- **Activity list**
[a] Name every passenger type that the article on New Zealand migration statistics defines.
[b] Answer these from the New Zealand migration article:
(i) How often does Statistics NZ publish its PLT migration statistics?
(ii) How is net PLT migration calculated?
(iii) What is a person recorded as a New Zealand-resident traveller departure who then lives overseas for 12 months or more actually counted as?

This article describes Statistics NZ's current method of recording net permanent and long-term migration based on passenger intentions, and examines some alternative methods based on passenger behaviours.

  • Statistics NZ regularly publishes permanent and long-term (PLT) migration statistics, which are determined from responses on arrival and departure cards.
  • A limitation of these statistics is that they are based on passenger intentions. People may change their intentions, but the published statistics are not revised to take account of these changes.
  • We have investigated several alternative methods of measuring PLT migration that are based on actual behaviour rather than intentions. These methods have not yet been developed to the point where they are ready for release as official series. Nonetheless, it can be useful to consider how the estimates of PLT migration vary across the different methods, and how these compare with the published statistics based on intentions.
  • The pattern of PLT migration over time is similar across all methods, but there are some differences in the volume of PLT migration across the different methods.
  • All the alternative methods have limitations that require further investigation. The official PLT migration series based on passenger intentions remains the best currently available estimate of PLT migration.

Current permanent and long-term migration series

Statistics NZ publishes monthly permanent and long-term (PLT) migration statistics that we calculate from passenger intentions as stated on arrival and departure cards.

People are classified as PLT arrivals if they have been living overseas for the last 12 months or more, and state they intend to live in New Zealand for the next 12 months or more.

People are classified as PLT departures if they have been living in New Zealand for the last 12 months or more, and state they intend to live outside New Zealand for the next 12 months or more.

Net PLT migration is calculated by subtracting PLT departures from PLT arrivals.

Those people not classified as PLT migrants are classified as one of two short-term traveller types. People who state they do not live in New Zealand and will be here for less than 12 months are classified as overseas visitors. People who state they live in New Zealand and will be away for less than 12 months are classified as New Zealand-resident travellers.

Accuracy of recorded passenger type

Actual passenger behaviour can differ from the recorded passenger type because people change their intentions, fill out arrival and departure cards incorrectly, or are classified incorrectly during processing. Four passenger behaviours can affect PLT migration statistics:

  1. Someone recorded as a PLT departure, who returns to New Zealand to live less than 12 months later. This person was actually a New Zealand-resident traveller.
  2. Someone recorded as a New Zealand-resident traveller departure (ie leaving New Zealand for less than 12 months), who ends up living overseas for 12 months or more. This person was actually a PLT departure.

- **Data block**
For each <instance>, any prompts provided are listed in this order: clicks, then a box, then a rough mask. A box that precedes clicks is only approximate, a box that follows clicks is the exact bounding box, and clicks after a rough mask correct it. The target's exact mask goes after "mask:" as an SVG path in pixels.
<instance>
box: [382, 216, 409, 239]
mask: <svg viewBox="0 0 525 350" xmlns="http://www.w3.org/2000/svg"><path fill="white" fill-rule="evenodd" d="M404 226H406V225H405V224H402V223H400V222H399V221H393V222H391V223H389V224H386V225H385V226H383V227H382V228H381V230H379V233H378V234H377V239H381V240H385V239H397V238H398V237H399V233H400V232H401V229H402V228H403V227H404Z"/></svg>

- **Exercise responses**
[a] PLT arrivals, PLT departures, overseas visitors, New Zealand-resident travellers

[b]
(i) Monthly.
(ii) By subtracting PLT departures from PLT arrivals.
(iii) A PLT departure.